** begin DOCUMENT TEXT **
Confronted by these textual realities, the Court relies on its conclusion that the FSC stock was bought for $1:

In form, petitioners' Roth IRAs purchased FSC stock for $1 and the FSC simultaneously entered into a series of contracts with Injector Co. . . . the Roth IRAs effectively paid nothing for the FSC stock, put nothing at risk, and could not have expected any benefits. From that nominal initial investment, Petitioners claim that their

Roth IRAs earned dividends totaling $533,057 . . .” (ER49)26

“Could not have expected any benefits?” The benefits received by the Roth IRAs are what occasion this litigation.

“Put nothing at risk?”

“Although the Commissioner argued the IRAs had assumed no investment risk . . . the degree to which the Roth IRAs would benefit from owning JC Holding depended on the success of Summa's export subsidiaries”. (Benenson 2, 910 F.3d at 700).

I. The Tax Court Ignores The Supreme Court's Recognition Of Statutory Intent And Textual Primacy

Despite the Court's attempt to decide only the issue of stock ownership, has this decision ignored Congressional intent?

The Summa and Benenson Courts recognized a danger: in its zeal to correct a perceived tax windfall, a court might be tempted — by whatever theory it chooses to employ — to re-write something intended by Congress.

A recently unanimous Supreme Court held:

[I]t is never our job to rewrite a constitutionally valid statutory text under the banner of speculation about what Congress might have done . . . “We cannot replace the actual text with speculation as to Congress' intent.”

(Henson v. Santander Consumer USA Inc. 137 S. Ct. 1718, 1725 (2017), quoting Magwood v. Patterson, 561 U.S. 320, 334 (2010)

Similarly, the Summa Court recognized “the Supreme Court's textually respectful methods of statutory interpretation.” Summa, 848 F.3d at 787. Substance over form should not “override statutory provisions whose only function is to enable tax savings.” Id. at 789. Otherwise, “Before long, allegations of tax avoidance begin to look like efforts at text avoidance.” (Id.) Travel too far down that judicial road, and one will miss the point Congress was trying to make — while usurping the exclusive province of the People's elected representatives.
** end DOCUMENT TEXT **
** begin GIVEN DATA **
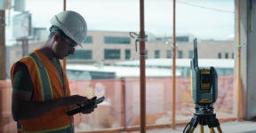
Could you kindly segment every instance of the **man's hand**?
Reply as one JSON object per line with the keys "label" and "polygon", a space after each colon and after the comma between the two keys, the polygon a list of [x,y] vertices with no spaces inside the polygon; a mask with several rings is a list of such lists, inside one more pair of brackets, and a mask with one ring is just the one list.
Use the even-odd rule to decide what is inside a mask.
{"label": "man's hand", "polygon": [[[94,100],[96,100],[96,99],[97,99],[97,97],[93,97],[92,98],[91,98],[92,101],[94,101]],[[92,113],[92,112],[94,111],[94,108],[97,108],[97,106],[96,106],[95,107],[93,107],[93,108],[91,108],[91,109],[88,109],[88,110],[86,110],[86,111],[84,111],[84,112],[82,112],[82,113],[83,113],[83,114],[91,113]]]}

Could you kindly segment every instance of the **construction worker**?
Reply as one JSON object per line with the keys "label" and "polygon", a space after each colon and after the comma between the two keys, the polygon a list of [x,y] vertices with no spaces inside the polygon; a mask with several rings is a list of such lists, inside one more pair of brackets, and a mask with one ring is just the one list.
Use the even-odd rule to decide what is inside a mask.
{"label": "construction worker", "polygon": [[[74,132],[74,118],[66,113],[96,99],[70,96],[66,72],[59,61],[73,55],[78,45],[84,47],[87,35],[84,19],[76,12],[65,11],[50,22],[52,26],[44,44],[17,61],[11,70],[12,113],[18,121],[18,132]],[[83,113],[91,113],[94,108]]]}

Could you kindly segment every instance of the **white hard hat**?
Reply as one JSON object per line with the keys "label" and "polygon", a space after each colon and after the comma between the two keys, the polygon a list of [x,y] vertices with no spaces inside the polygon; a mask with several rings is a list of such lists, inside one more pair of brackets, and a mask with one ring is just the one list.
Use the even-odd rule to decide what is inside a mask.
{"label": "white hard hat", "polygon": [[52,26],[59,27],[68,37],[79,46],[87,36],[87,25],[85,20],[79,13],[73,11],[65,11],[54,15],[51,20]]}

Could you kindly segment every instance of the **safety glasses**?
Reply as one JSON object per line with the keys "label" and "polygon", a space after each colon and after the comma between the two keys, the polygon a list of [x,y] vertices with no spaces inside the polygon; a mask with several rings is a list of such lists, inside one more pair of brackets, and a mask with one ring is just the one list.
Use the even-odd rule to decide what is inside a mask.
{"label": "safety glasses", "polygon": [[75,43],[71,43],[70,41],[68,41],[68,39],[64,38],[65,41],[68,43],[68,45],[70,49],[76,49],[78,45],[76,45]]}

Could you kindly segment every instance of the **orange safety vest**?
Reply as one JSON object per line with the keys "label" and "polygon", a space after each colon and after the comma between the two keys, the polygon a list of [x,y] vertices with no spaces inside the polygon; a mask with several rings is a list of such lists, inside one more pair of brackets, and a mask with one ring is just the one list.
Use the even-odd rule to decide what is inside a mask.
{"label": "orange safety vest", "polygon": [[[57,60],[60,63],[60,60]],[[34,86],[34,97],[32,102],[44,102],[65,97],[64,90],[57,69],[50,59],[38,50],[32,51],[12,66],[11,70],[12,85],[14,71],[20,63],[24,63],[28,66],[30,74]],[[66,95],[70,96],[67,74],[66,72],[63,71],[62,66],[61,69],[63,72]],[[68,108],[70,110],[71,106]],[[18,121],[18,133],[69,133],[70,124],[69,118],[66,114],[67,112],[68,107],[62,106],[42,116],[29,120],[22,120],[20,121],[21,124]],[[74,118],[73,116],[70,118],[74,131]]]}

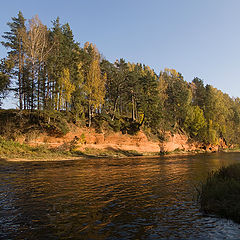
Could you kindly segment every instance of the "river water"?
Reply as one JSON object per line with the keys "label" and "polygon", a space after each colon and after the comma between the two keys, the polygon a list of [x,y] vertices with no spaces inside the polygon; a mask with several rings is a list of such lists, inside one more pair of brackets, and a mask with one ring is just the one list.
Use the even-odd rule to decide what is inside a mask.
{"label": "river water", "polygon": [[0,239],[240,239],[195,187],[240,153],[0,162]]}

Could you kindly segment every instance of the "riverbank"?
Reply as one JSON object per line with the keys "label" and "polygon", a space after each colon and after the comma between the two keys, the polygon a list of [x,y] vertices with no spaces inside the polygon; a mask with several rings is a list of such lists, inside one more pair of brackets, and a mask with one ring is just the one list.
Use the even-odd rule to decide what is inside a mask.
{"label": "riverbank", "polygon": [[240,223],[240,164],[209,174],[200,190],[201,210]]}
{"label": "riverbank", "polygon": [[[18,141],[0,137],[0,158],[7,161],[59,161],[82,158],[156,157],[167,155],[216,152],[189,142],[181,134],[170,135],[165,142],[148,139],[139,131],[136,135],[122,133],[99,134],[94,129],[75,128],[64,137],[37,135],[33,140]],[[229,151],[229,149],[227,150]]]}

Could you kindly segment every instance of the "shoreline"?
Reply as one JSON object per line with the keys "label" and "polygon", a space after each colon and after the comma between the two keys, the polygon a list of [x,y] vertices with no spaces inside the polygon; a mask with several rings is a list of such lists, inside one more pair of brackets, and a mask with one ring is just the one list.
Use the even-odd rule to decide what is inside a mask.
{"label": "shoreline", "polygon": [[82,156],[66,156],[65,154],[60,154],[56,157],[53,156],[21,156],[21,157],[0,157],[0,162],[5,161],[5,162],[55,162],[55,161],[77,161],[77,160],[84,160],[84,159],[123,159],[123,158],[162,158],[162,157],[177,157],[177,156],[186,156],[186,155],[197,155],[197,154],[213,154],[213,153],[240,153],[240,150],[222,150],[218,152],[209,152],[209,151],[180,151],[180,152],[168,152],[165,154],[157,154],[157,153],[152,153],[152,154],[139,154],[139,155],[132,155],[132,156],[127,156],[127,155],[122,155],[122,156],[112,156],[112,155],[86,155],[83,154]]}

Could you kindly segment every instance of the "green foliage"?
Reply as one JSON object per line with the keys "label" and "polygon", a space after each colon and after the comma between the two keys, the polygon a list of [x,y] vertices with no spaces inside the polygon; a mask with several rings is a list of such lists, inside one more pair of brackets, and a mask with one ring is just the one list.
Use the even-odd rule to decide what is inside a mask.
{"label": "green foliage", "polygon": [[[17,135],[22,128],[30,132],[24,126],[33,124],[34,130],[63,136],[69,131],[68,121],[92,125],[99,132],[135,134],[148,128],[156,136],[185,129],[204,143],[217,144],[222,138],[227,144],[240,144],[239,99],[204,86],[199,78],[188,83],[174,69],[157,75],[141,63],[111,63],[94,44],[80,47],[69,24],[61,24],[59,18],[51,28],[37,16],[25,23],[19,12],[3,35],[8,53],[0,63],[0,100],[11,89],[24,111],[11,113],[15,122],[9,119],[1,133],[14,139],[11,127]],[[36,48],[33,32],[39,33]]]}
{"label": "green foliage", "polygon": [[191,137],[200,137],[206,127],[203,110],[199,106],[193,106],[188,109],[184,123],[185,129]]}
{"label": "green foliage", "polygon": [[204,212],[240,222],[240,164],[209,174],[199,197]]}

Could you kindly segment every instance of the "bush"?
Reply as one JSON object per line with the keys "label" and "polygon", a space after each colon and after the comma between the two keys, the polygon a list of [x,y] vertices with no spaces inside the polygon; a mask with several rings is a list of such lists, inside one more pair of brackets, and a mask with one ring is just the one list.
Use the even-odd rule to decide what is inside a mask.
{"label": "bush", "polygon": [[199,194],[203,212],[240,223],[240,164],[210,173]]}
** end GIVEN DATA **
- _ACTIONS TO TAKE_
1 > Restate the paragraph of the brief excerpt beginning "Similarly, the Summa Court recognized" as a short bulleted list that keeps its main points.
2 > Filter the entries, keeping each line that contains the string "water". Case counts.
The brief excerpt and the entries are independent of each other.

- _TASK ANSWERS_
1 >
- The Summa Court acknowledged "the Supreme Court's textually respectful methods of statutory interpretation" (Summa, 848 F.3d at 787).
- Substance over form should not "override statutory provisions whose only function is to enable tax savings" (Id. at 789).
- Otherwise, allegations of tax avoidance soon start to look like efforts at text avoidance.
- Going too far down that judicial road misses the point Congress was making and usurps the exclusive province of the People's elected representatives.

2 >
Could you kindly segment every instance of the "river water"?
{"label": "river water", "polygon": [[0,239],[240,239],[195,187],[240,153],[0,162]]}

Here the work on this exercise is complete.